## GIVEN TEXT:
-- -- --

In situ loop antenna arrays for subsurface hydrocarbon heating

Abstract

An array of loop antennas for a heating subsurface formation by emission of rf energy and a method of heating a subsurface formation by an array of subsurface loop antennas is disclosed. The antennas are approximate loops and are positioned in proximity to adjacent loops. The antennas are driven by rf energy.

Description

STATEMENT REGARDING FEDERALLY SPONSORED RESEARCH OR DEVELOPMENT

[Not Applicable]

CROSS REFERENCE TO RELATED APPLICATIONS

This specification is related to Ser. Nos. 12/395,995; 12/395,945; 12/396,192; 12/396,021; 12/396,284; 12/396,057; 12/395,953; and 12/395,918 filed on or about the same date as this specification, each of which is incorporated by reference here.

BACKGROUND OF THE INVENTION

The invention concerns heating of hydrocarbon materials in geological subsurface formations by radio frequency electromagnetic waves (RF), and more particularly to heating by RF energy emitted from one or more polygonal antennas.

Extraction from heavy oil reservoirs including oil sands deposits, shale deposits and carbonate deposits, requires heating of the deposits to separate hydrocarbons from other geologic materials and to maintain hydrocarbons at temperatures at which they will flow. Known methods of heating such deposits include steam heating, electric resistance heating and heating by RF energy.

Heating subsurface heavy oil bearing formations by prior RF systems has been inefficient due to traditional methods of matching the impedances of the power source (transmitter) and the heterogeneous material being heated, uneven heating resulting in unacceptable thermal gradients in heated material, inefficient spacing of electrodes/antennae, poor electrical coupling to the heated material, limited penetration of material to be heated by energy emitted by prior antennae and frequency of emissions due to antenna forms and frequencies used. Antennas used for prior RF heating of heavy oil in subsurface formations have typically been dipole antennas. U.S. Pat. Nos. 4,140,179 and 4,508,168 disclose prior dipole antennas positioned within subsurface heavy oil deposits to heat those deposits.

Arrays of dipole antennas have been used to heat subsurface formations. U.S. Pat. No. 4,196,329 discloses an array of dipole antennas that are driven out of phase to heat a subsurface formation.

SUMMARY OF THE INVENTION

An aspect of the invention concerns an array of loop antennas for a heating subsurface formation comprising a first loop antenna that is positioned within a subsurface formation, lies approximately within a first plane and generally forms an arc of radius r, and a second loop antenna positioned within the subsurface formation adjacent to the first antenna and generally forming a second arc of radius r and lying approximately within a second plane that is parallel to the first plane and separated from the first plane by the distance r.

Another aspect of the invention concerns a method of heating a subsurface formation comprising positioning within the subsurface formation a first loop antenna that lies generally along a first arc of radius r and is generally within a first plane, positioning within the subsurface formation a second loop antenna that lies generally along a second arc of radius r and is generally within a second plane that is approximately parallel to and separated from the first plane by the distance r, and providing RF energy of equal frequency, amplitude and phase to the first and second antennas.

-- -- --

## MATERIAL SHOWN:
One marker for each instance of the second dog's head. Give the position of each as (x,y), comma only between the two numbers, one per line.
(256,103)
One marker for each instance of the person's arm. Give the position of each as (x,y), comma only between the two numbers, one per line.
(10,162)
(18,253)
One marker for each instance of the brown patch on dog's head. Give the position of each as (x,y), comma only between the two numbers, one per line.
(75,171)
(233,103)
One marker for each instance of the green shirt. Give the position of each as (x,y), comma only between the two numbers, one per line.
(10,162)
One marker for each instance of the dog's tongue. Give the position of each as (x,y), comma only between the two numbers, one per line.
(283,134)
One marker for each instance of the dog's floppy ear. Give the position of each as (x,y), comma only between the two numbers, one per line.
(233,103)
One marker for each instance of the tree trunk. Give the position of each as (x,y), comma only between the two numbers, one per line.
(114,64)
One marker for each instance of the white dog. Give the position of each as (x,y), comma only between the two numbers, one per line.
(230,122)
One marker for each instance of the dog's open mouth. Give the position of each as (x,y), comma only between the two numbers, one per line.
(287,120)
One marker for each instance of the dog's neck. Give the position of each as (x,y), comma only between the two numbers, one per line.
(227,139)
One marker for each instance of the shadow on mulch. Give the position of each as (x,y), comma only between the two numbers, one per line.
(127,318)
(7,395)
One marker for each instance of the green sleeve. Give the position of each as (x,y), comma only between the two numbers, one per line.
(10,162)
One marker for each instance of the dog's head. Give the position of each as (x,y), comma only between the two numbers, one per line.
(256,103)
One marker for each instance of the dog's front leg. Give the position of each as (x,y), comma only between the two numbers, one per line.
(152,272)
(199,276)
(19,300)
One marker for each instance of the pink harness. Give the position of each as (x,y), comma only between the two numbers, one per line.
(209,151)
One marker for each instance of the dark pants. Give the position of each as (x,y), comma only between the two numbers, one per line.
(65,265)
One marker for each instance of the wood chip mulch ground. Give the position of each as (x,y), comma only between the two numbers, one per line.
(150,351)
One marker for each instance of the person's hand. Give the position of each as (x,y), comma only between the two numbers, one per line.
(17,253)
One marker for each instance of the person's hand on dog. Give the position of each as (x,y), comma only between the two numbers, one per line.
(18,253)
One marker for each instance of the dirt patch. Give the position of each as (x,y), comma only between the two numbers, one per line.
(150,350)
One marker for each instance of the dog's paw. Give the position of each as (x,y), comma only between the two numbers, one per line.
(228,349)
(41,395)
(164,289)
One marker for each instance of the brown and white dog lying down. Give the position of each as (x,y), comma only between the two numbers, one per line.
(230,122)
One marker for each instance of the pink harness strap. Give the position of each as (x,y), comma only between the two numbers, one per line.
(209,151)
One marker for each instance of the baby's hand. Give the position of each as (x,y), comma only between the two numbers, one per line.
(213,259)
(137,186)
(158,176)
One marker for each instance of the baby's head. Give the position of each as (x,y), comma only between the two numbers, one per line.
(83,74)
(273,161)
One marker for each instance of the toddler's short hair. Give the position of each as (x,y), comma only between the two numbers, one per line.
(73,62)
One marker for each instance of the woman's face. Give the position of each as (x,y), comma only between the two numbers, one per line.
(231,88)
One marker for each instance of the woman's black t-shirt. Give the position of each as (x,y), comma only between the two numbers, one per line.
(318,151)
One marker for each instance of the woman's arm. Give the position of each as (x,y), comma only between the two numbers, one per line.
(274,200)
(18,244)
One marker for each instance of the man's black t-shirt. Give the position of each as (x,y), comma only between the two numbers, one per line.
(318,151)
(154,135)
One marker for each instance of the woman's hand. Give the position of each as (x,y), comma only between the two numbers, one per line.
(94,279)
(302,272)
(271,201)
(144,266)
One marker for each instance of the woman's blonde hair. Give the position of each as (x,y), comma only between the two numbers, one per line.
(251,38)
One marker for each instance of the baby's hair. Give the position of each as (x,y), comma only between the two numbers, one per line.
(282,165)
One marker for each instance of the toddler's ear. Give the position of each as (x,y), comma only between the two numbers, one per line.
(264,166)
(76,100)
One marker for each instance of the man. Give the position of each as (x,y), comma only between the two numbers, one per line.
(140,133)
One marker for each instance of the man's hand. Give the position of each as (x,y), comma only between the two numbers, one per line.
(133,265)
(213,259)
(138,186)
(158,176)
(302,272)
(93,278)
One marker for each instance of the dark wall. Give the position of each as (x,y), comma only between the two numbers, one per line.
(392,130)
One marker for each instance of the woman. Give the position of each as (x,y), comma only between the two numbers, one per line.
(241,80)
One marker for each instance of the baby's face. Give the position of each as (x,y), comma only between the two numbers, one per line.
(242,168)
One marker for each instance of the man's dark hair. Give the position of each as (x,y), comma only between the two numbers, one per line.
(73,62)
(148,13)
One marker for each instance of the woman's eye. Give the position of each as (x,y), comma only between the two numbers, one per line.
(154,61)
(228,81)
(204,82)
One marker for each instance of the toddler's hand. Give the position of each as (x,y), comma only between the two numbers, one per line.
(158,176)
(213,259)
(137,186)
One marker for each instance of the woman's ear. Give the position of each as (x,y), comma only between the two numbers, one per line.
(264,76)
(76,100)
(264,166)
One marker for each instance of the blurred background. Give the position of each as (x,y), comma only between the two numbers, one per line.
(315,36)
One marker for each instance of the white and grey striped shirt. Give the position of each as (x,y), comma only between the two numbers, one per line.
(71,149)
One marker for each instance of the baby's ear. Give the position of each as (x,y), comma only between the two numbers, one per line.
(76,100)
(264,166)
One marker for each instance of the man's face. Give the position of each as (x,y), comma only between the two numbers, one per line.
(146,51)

-- -- --

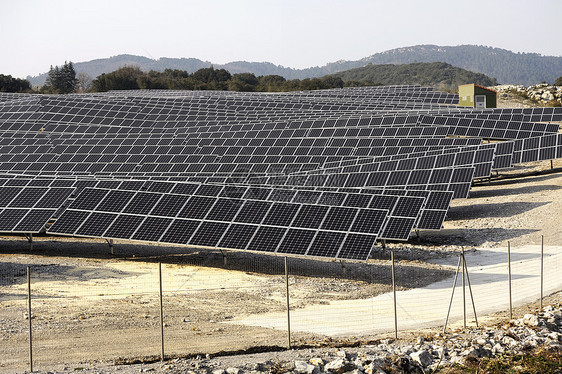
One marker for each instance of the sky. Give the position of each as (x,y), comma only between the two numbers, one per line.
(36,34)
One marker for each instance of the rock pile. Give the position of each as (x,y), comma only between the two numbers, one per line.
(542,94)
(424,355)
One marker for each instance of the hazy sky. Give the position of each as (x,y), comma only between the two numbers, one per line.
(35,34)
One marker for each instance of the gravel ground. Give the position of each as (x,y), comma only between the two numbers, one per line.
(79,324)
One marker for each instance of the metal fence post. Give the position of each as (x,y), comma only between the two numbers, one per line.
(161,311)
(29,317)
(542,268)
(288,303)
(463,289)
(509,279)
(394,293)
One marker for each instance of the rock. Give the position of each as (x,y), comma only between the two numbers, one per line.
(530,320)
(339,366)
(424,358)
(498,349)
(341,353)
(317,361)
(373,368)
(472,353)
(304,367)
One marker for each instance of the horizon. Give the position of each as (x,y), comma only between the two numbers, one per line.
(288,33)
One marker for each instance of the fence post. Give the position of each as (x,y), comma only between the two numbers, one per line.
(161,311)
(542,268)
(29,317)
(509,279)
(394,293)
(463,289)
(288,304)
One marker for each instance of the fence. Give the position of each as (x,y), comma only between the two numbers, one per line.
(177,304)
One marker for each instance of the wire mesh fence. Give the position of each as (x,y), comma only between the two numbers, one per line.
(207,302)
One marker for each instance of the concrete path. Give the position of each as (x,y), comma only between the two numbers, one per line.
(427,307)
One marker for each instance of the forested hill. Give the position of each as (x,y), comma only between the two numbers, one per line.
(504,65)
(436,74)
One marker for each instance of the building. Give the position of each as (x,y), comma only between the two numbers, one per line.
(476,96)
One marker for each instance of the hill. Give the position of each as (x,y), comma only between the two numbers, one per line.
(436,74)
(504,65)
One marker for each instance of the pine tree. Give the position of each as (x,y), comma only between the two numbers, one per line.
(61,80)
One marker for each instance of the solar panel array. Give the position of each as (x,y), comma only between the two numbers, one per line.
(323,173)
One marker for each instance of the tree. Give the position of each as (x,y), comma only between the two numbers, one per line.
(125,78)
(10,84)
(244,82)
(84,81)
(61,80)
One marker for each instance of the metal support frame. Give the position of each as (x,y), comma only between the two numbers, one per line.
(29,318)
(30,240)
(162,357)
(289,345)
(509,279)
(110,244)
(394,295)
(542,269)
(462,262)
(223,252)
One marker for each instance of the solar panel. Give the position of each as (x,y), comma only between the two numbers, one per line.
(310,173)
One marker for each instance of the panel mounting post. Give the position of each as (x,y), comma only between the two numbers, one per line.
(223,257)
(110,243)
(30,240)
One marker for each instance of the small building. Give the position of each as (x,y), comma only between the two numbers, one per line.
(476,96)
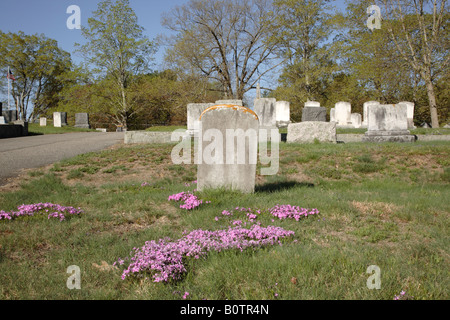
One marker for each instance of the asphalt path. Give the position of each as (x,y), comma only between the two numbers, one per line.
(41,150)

-- -- --

## SHORT TASK 1:
Determine whether each of the following statements agrees with the text on loop antenna arrays. Answer yes or no for each, and quote the deciding words of the text. (a) The array of dipole antennas disclosed in U.S. Pat. No. 4,196,329 is driven in phase. (b) Steam heating is among the known methods of heating heavy oil deposits. (c) In the claimed array, the second plane is separated from the first plane by the distance r.
## SHORT TASK 2:
Continue the text on loop antenna arrays, beginning after its final sentence.

## RESULT 1:
(a) No: "an array of dipole antennas that are driven out of phase to heat a subsurface formation."
(b) Yes: "Known methods of heating such deposits include steam heating, electric resistance heating and heating by RF energy."
(c) Yes: "lying approximately within a second plane that is parallel to the first plane and separated from the first plane by the distance r."

## RESULT 2:
Another aspect of the invention concerns a loop antenna approximating a helix to form an array of loop antennas for heating a subsurface formation. The antenna forms a first loop that is positioned within the subsurface formation, lies approximately within a first plane and is formed by a first plurality of connected segments of the antenna that extend from a first location to a second location. The antenna also forms a second loop that is positioned within the subsurface formation, that lies approximately within a second plane, is separated from the first loop and is formed by a second plurality of connected segments of the antenna extending from a third location to a fourth location. A segment of the antenna extends from the second location to the third location.

BRIEF DESCRIPTION OF THE DRAWINGS

FIG. 1 is an illustration of simulated heating of a subsurface formation by a dipole antenna.

FIG. 2 is an illustration of simulated heating of a subsurface formation by a loop antenna.

FIG. 3 illustrates heating of an oil sands formation by an polygonal loop antenna according to the present invention.

FIG. 4 illustrates formation of linked boreholes forming a four sided polygon to accept a loop antenna according to the present invention.

FIG. 5 illustrates an antenna according to the present invention in the boreholes illustrated by FIG. 4.

FIG. 6 is an isometric view of an array of subsurface polygonal loop antennas according to the present invention.

FIG. 7 illustrates the magnetic near field created by the array of polygonal loop antennas shown by FIG. 6.

FIG. 8 is an isometric view of a subsurface antenna according to the present invention that approximates a helix by a series of partial loops.

FIG. 9 illustrates a cross section of an antenna according to the present invention formed by Litz conductors.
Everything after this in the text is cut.